Radioactive byproducts indicate that nuclear chain reactions must have been burning at the damaged nuclear reactors long after the disaster unfolded
KFC 05/09/2011
Nuclear reactors produce radioactive by-products that decay at different rates. One common by-product is iodine-131 which has a half life of about 8 days while another is cesium-137 with a half life of about 30 years.
When a reactor switches off, the iodine decays more quickly so the ratio between these two isotopes changes rapidly over a period of days. That's why measuring this ratio is a good way to work out when the nuclear reactions terminated.
There are some complicating factors, however. The most important of these is that the ratio of iodine-131 and cesium-137 to start with depends on how long the reactor has been operating and so is not constant.
That's because, after a reactor has been switched on, the levels of iodine-131 reach an equilibrium on a timescale similar to its half life of about 8 days.
But cesium-137, with a half life of 30 years, takes much longer to reach equilibrium. To all intents and purposes, the levels of cesium-137 in a reactor continue to grow steadily during the timescales over which reactors are usually operated.
The Fukushima reactor was struck by a magnitude 9 earthquake at 14:46 local time on 11 March. The three operating reactors there were immediately shut down.
About an hour later, however, the facility was struck by a tsunami with waves up to 5 meters in height. This destroyed the reactors' electric cooling ability and the reactors began to heat up. The reaction between water vapour and the nuclear fuels' zirconium cladding generated hydrogen which exploded in reactors 1, 3 and 4.
The question on many people's minds is whether the hot nuclear fuel then melted allowing a critical mass of molten fuel to form, allowing chain reactions to restart.

^^^^^^^^

According to the text about the Fukushima reactors, at what local time and on what date did the earthquake strike?

Record extracts =>
^^^^^^^^

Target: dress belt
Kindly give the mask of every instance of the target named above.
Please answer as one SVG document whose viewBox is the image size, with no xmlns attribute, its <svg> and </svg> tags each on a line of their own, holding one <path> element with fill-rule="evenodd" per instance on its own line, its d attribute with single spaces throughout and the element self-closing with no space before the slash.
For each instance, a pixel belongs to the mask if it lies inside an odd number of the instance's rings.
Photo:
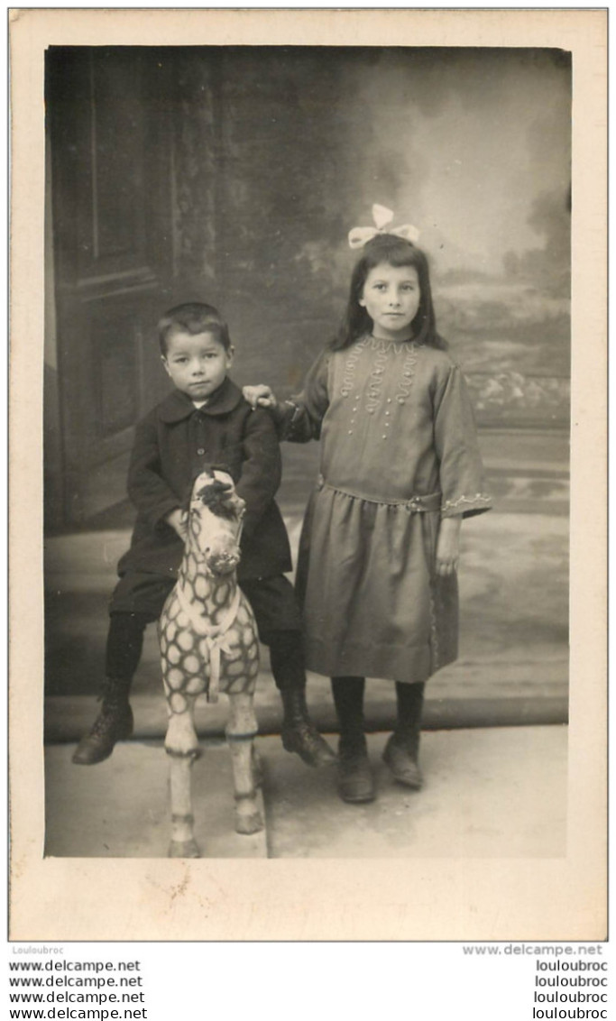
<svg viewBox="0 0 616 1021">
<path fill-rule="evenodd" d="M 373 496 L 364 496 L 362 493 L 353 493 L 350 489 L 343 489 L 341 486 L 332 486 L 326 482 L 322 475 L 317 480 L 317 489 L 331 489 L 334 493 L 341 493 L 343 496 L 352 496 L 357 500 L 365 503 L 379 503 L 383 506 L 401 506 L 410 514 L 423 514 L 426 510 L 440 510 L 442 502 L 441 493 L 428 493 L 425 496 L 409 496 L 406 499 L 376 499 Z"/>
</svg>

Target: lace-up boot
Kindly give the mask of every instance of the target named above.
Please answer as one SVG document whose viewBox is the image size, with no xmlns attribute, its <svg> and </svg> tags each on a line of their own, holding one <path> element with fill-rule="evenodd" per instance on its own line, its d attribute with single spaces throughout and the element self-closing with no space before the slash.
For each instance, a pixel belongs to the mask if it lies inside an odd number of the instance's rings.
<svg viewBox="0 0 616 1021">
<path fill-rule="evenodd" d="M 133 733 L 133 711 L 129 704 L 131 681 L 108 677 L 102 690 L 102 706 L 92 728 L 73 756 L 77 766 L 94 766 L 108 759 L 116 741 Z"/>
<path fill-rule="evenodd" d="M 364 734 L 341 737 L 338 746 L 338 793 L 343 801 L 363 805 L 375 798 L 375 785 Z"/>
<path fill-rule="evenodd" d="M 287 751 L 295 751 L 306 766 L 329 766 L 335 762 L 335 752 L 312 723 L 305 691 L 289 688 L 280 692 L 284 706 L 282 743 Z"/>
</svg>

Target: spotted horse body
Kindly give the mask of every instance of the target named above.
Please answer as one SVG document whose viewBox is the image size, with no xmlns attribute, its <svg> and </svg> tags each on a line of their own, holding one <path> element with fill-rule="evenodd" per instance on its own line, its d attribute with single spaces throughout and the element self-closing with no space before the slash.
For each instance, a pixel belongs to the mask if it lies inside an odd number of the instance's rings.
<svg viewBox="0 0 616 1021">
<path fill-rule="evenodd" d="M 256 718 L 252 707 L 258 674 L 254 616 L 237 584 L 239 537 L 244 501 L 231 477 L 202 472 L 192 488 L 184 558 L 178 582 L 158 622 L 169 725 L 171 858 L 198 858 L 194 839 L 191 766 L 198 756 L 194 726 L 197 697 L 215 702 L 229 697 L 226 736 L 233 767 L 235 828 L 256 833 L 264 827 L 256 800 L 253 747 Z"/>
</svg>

^^^^^^^^

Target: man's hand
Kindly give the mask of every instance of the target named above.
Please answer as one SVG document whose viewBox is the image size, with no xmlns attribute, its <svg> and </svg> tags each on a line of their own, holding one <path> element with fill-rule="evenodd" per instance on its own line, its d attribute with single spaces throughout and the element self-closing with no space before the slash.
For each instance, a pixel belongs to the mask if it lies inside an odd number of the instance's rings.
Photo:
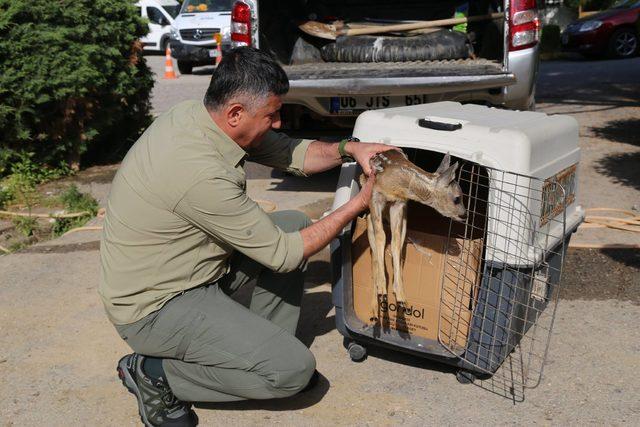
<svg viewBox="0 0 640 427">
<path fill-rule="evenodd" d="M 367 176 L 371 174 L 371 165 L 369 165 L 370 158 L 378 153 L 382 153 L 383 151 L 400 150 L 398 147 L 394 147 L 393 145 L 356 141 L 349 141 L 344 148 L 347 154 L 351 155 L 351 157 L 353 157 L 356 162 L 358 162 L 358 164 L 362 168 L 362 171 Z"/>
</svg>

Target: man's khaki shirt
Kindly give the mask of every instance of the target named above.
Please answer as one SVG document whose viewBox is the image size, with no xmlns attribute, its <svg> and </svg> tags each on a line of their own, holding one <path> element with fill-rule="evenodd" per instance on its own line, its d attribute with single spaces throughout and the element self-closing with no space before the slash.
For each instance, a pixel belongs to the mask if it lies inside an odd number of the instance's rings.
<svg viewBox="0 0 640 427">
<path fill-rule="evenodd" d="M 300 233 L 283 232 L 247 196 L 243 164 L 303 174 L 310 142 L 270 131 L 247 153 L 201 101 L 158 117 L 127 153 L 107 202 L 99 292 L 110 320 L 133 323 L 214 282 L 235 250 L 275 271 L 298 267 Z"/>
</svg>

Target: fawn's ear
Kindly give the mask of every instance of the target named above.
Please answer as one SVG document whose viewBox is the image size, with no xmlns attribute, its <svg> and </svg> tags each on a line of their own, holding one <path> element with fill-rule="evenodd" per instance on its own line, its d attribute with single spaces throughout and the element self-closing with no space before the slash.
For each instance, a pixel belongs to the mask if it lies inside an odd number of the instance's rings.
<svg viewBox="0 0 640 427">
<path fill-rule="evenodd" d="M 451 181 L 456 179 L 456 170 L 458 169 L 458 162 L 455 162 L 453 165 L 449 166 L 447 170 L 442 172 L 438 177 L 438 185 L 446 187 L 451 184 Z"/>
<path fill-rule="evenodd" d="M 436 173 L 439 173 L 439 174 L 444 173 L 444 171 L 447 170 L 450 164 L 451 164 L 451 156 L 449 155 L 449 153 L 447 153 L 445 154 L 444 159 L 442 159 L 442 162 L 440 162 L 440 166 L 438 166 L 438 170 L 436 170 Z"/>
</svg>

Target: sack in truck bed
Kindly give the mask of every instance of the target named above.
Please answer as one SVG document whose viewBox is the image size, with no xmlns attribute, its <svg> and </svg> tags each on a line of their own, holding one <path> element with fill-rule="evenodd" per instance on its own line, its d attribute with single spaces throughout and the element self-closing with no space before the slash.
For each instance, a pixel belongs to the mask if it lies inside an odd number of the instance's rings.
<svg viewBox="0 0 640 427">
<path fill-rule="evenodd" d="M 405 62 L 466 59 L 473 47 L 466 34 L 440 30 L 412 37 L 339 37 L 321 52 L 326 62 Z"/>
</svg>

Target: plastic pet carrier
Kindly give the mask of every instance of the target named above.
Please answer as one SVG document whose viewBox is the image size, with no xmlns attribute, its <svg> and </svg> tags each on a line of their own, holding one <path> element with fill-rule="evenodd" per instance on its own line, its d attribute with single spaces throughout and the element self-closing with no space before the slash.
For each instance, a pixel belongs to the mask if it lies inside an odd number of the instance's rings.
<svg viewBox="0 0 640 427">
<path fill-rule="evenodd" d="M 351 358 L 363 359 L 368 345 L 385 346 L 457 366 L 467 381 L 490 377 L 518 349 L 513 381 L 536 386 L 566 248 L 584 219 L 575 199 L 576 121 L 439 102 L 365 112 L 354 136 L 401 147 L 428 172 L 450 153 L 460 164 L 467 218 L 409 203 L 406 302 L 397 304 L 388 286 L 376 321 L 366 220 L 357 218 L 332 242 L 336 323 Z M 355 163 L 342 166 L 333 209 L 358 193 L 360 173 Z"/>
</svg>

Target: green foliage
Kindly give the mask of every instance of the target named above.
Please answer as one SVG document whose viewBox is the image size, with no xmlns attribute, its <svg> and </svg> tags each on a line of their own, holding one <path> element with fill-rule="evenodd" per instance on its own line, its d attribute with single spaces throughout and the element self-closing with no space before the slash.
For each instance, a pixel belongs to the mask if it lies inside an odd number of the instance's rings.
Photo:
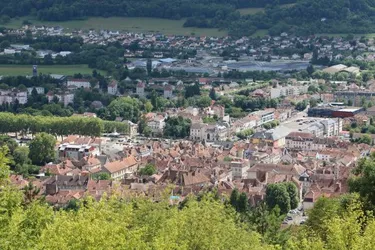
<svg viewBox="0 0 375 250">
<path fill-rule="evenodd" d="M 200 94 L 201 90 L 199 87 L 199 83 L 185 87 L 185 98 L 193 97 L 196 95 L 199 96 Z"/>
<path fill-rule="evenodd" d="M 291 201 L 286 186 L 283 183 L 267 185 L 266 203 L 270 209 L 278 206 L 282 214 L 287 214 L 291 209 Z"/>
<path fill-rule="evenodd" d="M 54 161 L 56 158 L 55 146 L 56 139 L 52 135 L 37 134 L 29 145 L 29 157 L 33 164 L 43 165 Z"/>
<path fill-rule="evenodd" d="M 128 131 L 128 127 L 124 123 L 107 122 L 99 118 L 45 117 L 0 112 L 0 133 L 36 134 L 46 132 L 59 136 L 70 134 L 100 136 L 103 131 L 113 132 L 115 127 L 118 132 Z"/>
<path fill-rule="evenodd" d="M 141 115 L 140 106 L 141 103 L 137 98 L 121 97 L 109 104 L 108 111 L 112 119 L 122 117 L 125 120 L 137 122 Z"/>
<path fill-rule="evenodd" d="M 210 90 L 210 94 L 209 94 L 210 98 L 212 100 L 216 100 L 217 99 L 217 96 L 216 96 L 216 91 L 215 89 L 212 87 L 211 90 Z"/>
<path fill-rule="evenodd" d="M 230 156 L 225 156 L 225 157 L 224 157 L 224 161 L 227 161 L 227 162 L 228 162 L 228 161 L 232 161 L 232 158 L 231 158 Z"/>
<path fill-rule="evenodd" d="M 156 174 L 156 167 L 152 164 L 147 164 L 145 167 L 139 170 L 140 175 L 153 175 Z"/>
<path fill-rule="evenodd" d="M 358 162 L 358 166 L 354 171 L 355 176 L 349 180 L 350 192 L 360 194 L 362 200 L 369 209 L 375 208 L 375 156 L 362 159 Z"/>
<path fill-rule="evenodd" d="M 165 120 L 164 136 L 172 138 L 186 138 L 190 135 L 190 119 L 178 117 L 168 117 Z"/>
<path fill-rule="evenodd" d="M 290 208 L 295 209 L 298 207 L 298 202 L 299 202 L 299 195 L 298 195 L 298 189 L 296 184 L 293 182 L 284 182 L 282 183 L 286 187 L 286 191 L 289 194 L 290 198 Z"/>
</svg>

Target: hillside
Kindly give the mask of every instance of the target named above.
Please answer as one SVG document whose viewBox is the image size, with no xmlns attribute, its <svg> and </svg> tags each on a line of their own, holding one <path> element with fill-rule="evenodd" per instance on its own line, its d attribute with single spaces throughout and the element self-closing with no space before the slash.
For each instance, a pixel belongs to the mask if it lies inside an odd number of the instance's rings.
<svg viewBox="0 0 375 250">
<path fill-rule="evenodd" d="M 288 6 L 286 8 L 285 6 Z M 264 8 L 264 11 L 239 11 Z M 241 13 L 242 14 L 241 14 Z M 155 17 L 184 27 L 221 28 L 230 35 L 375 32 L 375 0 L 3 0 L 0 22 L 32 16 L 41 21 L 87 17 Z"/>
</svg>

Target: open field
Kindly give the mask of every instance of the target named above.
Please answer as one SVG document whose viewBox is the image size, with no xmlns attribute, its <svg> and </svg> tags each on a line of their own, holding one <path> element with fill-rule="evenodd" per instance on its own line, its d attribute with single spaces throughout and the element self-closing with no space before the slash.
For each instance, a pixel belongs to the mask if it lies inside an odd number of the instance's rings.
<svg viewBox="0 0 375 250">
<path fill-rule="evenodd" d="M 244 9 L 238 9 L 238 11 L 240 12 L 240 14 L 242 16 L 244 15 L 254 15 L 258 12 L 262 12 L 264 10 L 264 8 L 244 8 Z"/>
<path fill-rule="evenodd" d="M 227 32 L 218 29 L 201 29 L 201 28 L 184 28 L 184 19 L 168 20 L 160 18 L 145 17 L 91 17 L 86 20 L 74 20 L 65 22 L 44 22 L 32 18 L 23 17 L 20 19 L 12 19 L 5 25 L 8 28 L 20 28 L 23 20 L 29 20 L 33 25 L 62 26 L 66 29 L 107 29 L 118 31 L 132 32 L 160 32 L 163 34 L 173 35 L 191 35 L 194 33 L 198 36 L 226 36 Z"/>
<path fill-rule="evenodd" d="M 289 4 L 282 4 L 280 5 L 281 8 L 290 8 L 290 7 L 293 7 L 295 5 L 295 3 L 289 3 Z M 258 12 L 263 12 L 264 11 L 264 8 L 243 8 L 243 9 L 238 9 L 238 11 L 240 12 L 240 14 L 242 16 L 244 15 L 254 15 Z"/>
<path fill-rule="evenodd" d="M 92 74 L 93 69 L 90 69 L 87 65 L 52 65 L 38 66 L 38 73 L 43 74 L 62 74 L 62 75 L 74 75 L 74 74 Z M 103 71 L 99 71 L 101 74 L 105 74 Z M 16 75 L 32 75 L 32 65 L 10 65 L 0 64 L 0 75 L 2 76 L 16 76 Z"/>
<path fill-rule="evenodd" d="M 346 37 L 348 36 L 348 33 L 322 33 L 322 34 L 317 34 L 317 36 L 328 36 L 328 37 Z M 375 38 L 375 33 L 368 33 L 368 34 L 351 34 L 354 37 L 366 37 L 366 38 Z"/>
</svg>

^^^^^^^^

Response => At 14:46 local time on 11 March.